(Dataset entries)
┏━━
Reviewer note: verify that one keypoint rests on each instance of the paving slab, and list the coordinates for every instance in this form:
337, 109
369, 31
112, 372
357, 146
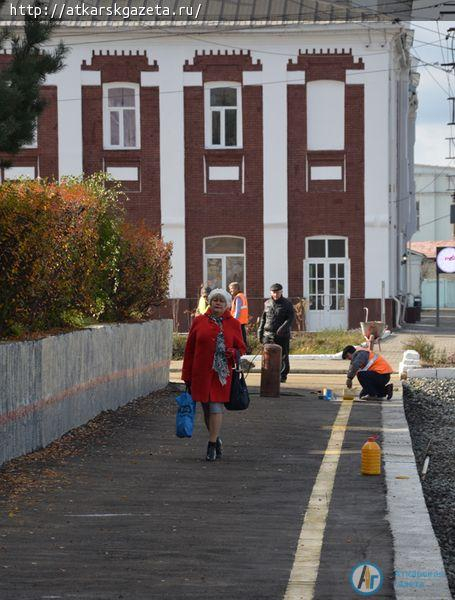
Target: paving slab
138, 514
┗━━
* **WHAT NEEDS TO BE DONE**
All of the data above should be quoted exactly, except for the pictures.

* **TASK RESULT**
Reviewer note: verify that one keypoint rests on each instance of the paving slab, and list the coordinates for every instance in this form:
337, 109
369, 31
112, 372
357, 146
Target: paving slab
138, 514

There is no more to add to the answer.